━━━ Material shown

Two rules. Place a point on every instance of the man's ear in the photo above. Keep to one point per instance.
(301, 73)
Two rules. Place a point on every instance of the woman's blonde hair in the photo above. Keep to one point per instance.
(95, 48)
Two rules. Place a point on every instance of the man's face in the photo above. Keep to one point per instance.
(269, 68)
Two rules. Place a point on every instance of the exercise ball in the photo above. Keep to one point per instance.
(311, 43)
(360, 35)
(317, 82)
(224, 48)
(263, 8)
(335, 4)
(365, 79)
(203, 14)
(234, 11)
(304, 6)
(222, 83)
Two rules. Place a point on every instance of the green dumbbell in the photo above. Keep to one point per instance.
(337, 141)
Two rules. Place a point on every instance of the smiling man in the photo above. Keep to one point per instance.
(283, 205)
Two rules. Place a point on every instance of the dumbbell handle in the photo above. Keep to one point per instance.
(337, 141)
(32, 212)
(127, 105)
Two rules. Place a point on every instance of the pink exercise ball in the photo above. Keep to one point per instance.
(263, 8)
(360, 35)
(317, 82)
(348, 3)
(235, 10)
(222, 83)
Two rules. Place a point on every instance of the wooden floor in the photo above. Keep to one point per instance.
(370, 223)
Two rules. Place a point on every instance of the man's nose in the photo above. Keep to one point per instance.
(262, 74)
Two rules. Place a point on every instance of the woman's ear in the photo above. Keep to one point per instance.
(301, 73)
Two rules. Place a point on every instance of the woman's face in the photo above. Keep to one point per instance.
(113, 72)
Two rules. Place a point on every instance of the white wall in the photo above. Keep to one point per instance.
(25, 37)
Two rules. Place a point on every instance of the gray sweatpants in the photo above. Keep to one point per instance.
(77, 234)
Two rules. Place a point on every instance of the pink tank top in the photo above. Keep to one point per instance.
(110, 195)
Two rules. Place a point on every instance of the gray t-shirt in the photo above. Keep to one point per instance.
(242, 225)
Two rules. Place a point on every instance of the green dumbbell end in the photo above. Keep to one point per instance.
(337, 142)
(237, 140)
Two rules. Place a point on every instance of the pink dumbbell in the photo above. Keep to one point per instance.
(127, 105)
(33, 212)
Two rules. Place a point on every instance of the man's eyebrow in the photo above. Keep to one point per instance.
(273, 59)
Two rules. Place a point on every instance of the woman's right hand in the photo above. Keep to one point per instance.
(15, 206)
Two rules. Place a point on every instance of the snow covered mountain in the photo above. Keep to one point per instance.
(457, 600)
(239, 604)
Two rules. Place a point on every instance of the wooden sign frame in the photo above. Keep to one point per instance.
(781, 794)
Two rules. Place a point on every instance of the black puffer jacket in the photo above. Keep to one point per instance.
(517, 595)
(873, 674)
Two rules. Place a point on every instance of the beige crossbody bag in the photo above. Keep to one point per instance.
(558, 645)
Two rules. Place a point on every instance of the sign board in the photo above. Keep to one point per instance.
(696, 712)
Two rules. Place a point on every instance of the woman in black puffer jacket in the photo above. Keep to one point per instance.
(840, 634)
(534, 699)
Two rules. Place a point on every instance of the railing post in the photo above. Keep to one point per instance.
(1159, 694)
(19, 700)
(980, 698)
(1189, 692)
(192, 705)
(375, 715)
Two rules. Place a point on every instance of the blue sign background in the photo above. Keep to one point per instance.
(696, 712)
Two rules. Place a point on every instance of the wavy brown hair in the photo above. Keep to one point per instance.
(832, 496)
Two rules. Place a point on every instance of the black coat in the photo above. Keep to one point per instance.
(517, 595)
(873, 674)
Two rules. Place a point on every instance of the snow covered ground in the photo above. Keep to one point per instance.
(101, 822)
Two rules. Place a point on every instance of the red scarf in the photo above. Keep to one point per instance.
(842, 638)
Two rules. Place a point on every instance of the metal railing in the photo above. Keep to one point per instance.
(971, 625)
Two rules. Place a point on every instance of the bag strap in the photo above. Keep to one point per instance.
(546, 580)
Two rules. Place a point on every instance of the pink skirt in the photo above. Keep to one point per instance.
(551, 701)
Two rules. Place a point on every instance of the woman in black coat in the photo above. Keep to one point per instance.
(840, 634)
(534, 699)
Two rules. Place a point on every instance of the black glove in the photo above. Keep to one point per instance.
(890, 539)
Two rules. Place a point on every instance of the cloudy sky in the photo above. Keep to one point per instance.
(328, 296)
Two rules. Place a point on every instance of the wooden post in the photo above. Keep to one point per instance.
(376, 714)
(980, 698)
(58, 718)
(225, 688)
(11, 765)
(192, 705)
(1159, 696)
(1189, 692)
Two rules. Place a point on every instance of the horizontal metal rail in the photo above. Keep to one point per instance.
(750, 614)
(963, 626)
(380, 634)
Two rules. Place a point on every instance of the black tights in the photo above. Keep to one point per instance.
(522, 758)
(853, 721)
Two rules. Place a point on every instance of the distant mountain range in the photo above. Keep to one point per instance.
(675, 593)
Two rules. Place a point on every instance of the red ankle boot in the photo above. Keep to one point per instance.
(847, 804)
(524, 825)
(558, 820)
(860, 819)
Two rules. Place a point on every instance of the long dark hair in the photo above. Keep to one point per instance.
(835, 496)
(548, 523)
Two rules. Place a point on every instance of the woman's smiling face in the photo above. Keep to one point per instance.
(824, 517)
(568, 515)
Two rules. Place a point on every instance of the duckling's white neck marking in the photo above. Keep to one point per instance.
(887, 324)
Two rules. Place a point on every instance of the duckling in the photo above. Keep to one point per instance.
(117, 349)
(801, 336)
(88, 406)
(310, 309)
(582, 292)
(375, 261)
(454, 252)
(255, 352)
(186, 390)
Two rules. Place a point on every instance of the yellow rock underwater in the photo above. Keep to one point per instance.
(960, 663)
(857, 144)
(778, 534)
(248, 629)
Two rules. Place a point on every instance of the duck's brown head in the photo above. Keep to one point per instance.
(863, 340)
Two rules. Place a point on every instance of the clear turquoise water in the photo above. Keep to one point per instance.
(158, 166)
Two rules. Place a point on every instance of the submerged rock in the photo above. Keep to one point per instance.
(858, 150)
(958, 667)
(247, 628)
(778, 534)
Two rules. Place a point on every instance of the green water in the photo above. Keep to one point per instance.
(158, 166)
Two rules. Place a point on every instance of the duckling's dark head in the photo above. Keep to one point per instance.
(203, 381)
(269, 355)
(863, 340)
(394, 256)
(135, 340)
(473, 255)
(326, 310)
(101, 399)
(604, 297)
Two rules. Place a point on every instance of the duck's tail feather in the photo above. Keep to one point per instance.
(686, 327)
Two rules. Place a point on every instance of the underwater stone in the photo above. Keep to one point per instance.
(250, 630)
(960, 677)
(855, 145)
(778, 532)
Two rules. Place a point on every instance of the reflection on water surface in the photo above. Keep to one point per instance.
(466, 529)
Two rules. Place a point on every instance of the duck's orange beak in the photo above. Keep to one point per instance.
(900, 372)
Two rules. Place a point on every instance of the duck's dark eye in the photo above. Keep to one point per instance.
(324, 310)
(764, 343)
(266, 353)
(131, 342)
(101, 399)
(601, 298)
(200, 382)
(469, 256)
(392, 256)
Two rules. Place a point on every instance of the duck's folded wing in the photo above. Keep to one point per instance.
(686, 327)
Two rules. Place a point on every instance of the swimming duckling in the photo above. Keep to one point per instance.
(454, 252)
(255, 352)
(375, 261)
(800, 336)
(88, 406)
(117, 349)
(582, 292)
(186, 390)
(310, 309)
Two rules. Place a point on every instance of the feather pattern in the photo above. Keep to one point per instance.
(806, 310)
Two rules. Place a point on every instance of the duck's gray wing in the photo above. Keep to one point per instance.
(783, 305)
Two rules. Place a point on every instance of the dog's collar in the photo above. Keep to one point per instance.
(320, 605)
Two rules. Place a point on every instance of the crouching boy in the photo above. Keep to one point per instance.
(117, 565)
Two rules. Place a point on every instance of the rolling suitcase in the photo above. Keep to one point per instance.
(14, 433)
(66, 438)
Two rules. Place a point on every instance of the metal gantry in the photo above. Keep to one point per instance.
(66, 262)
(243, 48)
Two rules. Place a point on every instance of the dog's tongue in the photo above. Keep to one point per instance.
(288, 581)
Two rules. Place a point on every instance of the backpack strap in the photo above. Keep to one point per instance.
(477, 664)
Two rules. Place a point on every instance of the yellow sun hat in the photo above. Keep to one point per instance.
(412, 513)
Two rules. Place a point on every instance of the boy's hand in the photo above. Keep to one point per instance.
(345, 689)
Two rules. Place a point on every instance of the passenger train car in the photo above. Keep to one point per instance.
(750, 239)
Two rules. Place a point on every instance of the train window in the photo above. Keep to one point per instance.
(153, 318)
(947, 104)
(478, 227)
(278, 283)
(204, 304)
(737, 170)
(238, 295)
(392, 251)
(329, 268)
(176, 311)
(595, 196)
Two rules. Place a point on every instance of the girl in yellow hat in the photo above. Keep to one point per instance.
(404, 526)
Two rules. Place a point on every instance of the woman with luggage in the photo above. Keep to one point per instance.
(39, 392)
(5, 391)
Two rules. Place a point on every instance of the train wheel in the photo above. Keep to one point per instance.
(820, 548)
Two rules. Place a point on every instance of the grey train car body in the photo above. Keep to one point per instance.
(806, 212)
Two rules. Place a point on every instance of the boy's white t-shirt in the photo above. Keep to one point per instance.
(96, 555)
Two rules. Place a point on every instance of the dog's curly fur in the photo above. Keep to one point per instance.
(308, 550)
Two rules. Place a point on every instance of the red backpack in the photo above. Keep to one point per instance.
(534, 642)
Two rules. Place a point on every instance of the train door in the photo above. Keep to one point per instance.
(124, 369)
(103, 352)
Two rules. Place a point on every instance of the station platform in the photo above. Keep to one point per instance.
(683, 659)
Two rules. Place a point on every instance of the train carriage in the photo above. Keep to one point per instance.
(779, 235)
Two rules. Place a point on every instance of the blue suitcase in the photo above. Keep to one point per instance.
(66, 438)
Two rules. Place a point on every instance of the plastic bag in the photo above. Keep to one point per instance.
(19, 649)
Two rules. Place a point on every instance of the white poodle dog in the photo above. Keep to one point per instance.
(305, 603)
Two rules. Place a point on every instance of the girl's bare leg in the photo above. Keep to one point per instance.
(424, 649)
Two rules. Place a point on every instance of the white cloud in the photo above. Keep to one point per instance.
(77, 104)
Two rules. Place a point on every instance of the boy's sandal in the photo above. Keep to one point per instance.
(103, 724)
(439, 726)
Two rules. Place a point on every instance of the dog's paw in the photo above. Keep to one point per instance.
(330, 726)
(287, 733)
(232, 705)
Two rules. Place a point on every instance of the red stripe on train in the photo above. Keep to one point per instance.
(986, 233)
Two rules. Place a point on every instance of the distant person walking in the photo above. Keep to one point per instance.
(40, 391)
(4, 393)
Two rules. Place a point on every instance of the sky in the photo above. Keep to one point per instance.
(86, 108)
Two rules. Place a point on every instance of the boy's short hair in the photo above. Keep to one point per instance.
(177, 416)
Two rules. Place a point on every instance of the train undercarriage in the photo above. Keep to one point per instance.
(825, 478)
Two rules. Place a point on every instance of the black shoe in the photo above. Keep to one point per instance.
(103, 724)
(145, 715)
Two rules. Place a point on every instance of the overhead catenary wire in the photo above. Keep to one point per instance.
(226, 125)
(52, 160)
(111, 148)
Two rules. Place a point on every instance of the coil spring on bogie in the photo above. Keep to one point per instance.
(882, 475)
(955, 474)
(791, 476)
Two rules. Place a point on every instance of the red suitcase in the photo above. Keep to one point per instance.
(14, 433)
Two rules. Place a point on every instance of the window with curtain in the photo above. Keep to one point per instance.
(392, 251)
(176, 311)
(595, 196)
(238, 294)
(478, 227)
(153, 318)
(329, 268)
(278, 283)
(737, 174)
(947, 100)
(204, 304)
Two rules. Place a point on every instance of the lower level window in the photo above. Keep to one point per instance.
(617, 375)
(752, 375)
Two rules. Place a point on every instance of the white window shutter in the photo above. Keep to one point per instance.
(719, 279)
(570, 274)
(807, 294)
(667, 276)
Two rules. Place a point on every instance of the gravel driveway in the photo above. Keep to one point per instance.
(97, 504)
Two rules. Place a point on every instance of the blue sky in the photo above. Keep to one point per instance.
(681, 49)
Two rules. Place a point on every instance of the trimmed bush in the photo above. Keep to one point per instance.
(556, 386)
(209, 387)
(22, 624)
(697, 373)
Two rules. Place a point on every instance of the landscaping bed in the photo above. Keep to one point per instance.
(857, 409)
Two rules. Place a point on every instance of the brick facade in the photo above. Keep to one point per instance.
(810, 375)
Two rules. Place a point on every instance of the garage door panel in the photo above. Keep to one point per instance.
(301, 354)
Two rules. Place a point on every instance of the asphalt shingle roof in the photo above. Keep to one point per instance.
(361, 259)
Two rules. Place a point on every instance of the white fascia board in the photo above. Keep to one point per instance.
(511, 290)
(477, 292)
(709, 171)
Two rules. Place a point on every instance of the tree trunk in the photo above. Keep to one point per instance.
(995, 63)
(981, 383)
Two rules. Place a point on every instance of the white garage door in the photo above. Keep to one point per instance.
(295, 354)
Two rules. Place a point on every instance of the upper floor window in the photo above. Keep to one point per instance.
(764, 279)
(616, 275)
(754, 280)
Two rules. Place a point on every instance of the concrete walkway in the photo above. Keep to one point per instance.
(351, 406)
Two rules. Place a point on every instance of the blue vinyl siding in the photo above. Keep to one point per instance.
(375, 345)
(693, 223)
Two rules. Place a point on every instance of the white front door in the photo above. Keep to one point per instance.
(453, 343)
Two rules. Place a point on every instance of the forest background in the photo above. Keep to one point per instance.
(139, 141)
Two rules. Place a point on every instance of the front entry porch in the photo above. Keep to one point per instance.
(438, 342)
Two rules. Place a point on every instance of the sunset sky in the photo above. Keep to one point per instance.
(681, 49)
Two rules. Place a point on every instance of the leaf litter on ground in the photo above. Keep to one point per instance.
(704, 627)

━━━━━━

Repeat only the lines from the one holding "Two rules. Place a point on every instance of the landscaping" through the last line of the data.

Two rules. Place a point on every instance of the landscaping bed in the photo above. Keep to one point per instance.
(857, 409)
Two rules. Place a point on every instance of the brick facade in the photo above. Keep to one point per instance.
(810, 375)
Two rules. Place a point on every instance of the garage door panel in the photo above. Keep to one point per instance.
(301, 354)
Two rules. Place a point on every instance of the asphalt shingle roof in the photo above. Keep to one point per instance.
(361, 259)
Two rules. Place a point on every instance of the white fascia board in the photo above. Keep to one point per instance.
(511, 290)
(477, 292)
(709, 171)
Two rules. Place a point on every instance of the tree trunk in the photo above. Keep to one point per instance.
(995, 63)
(981, 383)
Two rules. Place a point on every instance of the white garage door in the photo above. Keep to one point per instance.
(295, 354)
Two rules. Place a point on every instance of the upper floor window in the photo above. Keep to one point per instance.
(764, 279)
(616, 275)
(754, 280)
Two rules. Place a point on every instance of the concrete walkway in the photo above. Keep to one point per instance.
(351, 406)
Two rules. Place a point on every instance of the blue vinyl siding in the photo above. Keep to one point per instance.
(375, 345)
(693, 223)
Two rules. Place a point on every instance of the white front door in the photo above. Keep to one point per instance.
(453, 343)
Two rules. Place a point on every instance of the forest background in the photo above. Keep to one point per instance.
(139, 141)
Two rules. Place a point on every instance of the front entry porch in the photo above. Keep to one point per instance.
(438, 342)
Two rules. Place a point on every instance of the sunset sky in the photo above. Keep to one point per instance.
(681, 49)
Two rules. Place a point on every instance of the leaf litter on ground in the photo above. Keep to one point per instance.
(704, 627)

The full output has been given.